> **PROVIDED PASSAGE**:
1) Jeez….yes….you’re right. I really need to get more sleep.
2) I’m still new on this issue as well – I’ll ask around and let you know if I find anything.
I’m glad to see that you’re posting more lately. This blog is becoming pretty popular.
In correcting the ocean, I think you also changed northeast to northwest… Is that right? If not, get some sleep before making additional corrections. ;-)
Is it east or west? Technically it’s in the Western Hemisphere, but then if you flew east over Japan and continued over the Pacific and kept going east you’d end up in the West……
http://en.wikipedia.org/wiki/Rossby_wave
How is that for a starter?
NOAA provides considerable monthly analysis of US climate as well as the BAMS State of the Climate 2008, being the latest years analysis. For this summer too links comment on the general pattern you note. The first has some climate anomalies and mentions the unusually persistent upper level circulation pattern. http://www.hprcc.unl.edu/articles/index.php?id=105

The second shows this pattern with high pressure over the west coast and low pressure over the southern Great Lakes creating a trough.
A ridge on our west coast is a blockage in the westerlies, forcing weather systems north around the ridge, eventually diving south bringing the cool weather with them. The reason for the persistence is not discussed. It typically is the result of several circulation systems reinforcing each other, being in synch so to speak.
The BAMS 2008 report is now out. http://www.ncdc.noaa.gov/oa/climate/research/state-of-climate/
Select 2008 report for a dissection of any aspect of the climate. This is a heavily peer reviewed report and meets your high standards. Having written one of the chapters, I can attest to that.
Cool – a glaciologist! We get lots of interesting commenters over here. Thanks for the links, I was wanting some explanations of this unusual weather pattern which were higher up on the credibility scale.

> **RECORDED DATA**:
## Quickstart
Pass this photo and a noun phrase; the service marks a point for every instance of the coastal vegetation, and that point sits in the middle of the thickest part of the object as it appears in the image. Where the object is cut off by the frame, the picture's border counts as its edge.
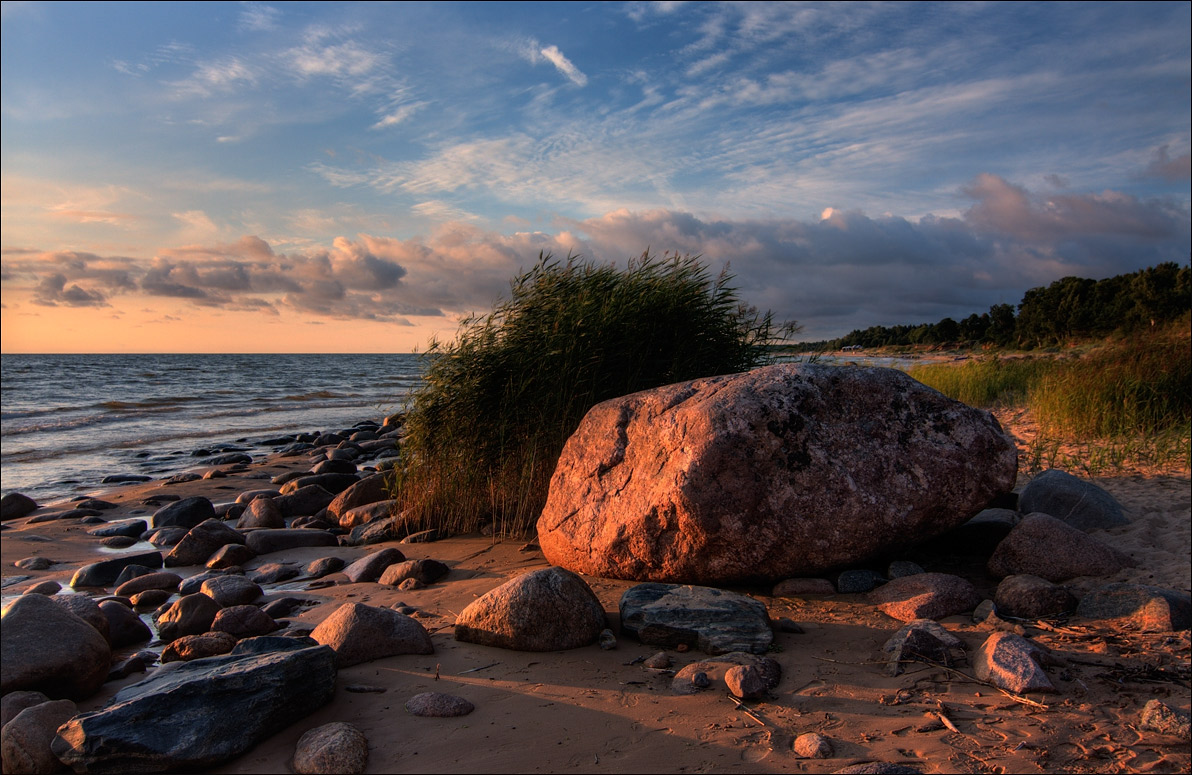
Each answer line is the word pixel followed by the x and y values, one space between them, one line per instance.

> **THE REQUEST**: Transcribe the blog comment thread word for word, from "The second shows" up to and including "so to speak.".

> **WRITTEN ANSWER**:
The second shows this pattern with high pressure over the west coast and low pressure over the southern Great Lakes creating a trough.
A ridge on our west coast is a blockage in the westerlies, forcing weather systems north around the ridge, eventually diving south bringing the cool weather with them. The reason for the persistence is not discussed. It typically is the result of several circulation systems reinforcing each other, being in synch so to speak.